Wednesday, September 3, 2008

Managing Meetings

Unit 8

School heads should see themselves as managers and should use their resources (people, money, property and time) effectively and efficiently to ensure that the school is and stays productive and profitable from an educa­tional perspective.

Meetings are an essential practical aspect of running a school. Used as management tools they can be very beneficial but all too often they do not achieve the results intended. Holding effective meetings does not depend on intuition and good fortune but on effective leadership and management skills.

Individual study time: 3 hours

Learning outcomes
At the end of this unit you should be able to:
¨ understand the reasons for holding meetings
¨ understand the roles of the key players at a meeting
¨ plan meetings for different purposes
¨ conduct a meeting efficiently and effectively
¨ ensure participation in a meeting.

Attitudes to meetings
The success of every meeting depends on the co‑operation and support the chairperson receives from the participants. The chairperson should thus be fully aware of people's attitudes to meetings.

Short exercise 1: List the learning outcomes given in the meetings unit.
Short exercise 2: Substitute "image" for "photograph" in the entries, covering everything from the start of the entries down to the line containing "<point>27,29</point>", and leave the rest as it is. Leave the pictures out of your answer.

Records:

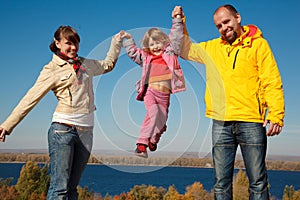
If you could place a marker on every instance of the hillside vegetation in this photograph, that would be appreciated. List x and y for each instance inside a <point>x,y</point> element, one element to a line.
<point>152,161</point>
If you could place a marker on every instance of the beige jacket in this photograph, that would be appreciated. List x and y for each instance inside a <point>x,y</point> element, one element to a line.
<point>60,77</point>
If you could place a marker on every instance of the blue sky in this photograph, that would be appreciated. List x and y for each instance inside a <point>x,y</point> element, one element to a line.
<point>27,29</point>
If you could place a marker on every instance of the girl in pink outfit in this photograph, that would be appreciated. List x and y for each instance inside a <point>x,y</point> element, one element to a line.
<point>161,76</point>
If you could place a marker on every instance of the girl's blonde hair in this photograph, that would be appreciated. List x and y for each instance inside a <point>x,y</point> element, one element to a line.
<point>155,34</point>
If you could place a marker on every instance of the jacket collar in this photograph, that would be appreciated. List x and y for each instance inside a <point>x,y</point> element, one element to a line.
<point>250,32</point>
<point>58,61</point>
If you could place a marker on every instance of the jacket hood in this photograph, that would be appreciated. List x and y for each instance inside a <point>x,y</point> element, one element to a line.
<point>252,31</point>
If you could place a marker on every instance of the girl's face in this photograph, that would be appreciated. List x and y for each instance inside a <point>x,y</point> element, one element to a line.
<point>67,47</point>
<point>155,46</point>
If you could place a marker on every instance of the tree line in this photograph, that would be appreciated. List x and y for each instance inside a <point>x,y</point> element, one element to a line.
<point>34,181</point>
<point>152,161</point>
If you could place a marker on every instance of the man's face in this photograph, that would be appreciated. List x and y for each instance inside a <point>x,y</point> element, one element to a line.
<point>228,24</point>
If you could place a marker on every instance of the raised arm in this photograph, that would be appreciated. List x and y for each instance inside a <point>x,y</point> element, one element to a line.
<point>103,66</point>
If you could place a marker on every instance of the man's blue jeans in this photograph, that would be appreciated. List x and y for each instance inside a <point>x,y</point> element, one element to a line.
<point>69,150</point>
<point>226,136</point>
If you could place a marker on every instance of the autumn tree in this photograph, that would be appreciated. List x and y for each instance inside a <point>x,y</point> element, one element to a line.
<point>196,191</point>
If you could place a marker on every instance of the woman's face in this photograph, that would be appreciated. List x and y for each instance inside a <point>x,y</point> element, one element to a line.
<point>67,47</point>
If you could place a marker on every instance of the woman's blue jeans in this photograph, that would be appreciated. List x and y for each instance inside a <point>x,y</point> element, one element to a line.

Correct answer 1:
- understand the reasons for holding meetings
- understand the roles of the key players at a meeting
- plan meetings for different purposes
- conduct a meeting efficiently and effectively
- ensure participation in a meeting

Correct answer 2:
If you could place a marker on every instance of the hillside vegetation in this image, that would be appreciated. List x and y for each instance inside a <point>x,y</point> element, one element to a line.
<point>152,161</point>
If you could place a marker on every instance of the beige jacket in this image, that would be appreciated. List x and y for each instance inside a <point>x,y</point> element, one element to a line.
<point>60,77</point>
If you could place a marker on every instance of the blue sky in this image, that would be appreciated. List x and y for each instance inside a <point>x,y</point> element, one element to a line.
<point>27,29</point>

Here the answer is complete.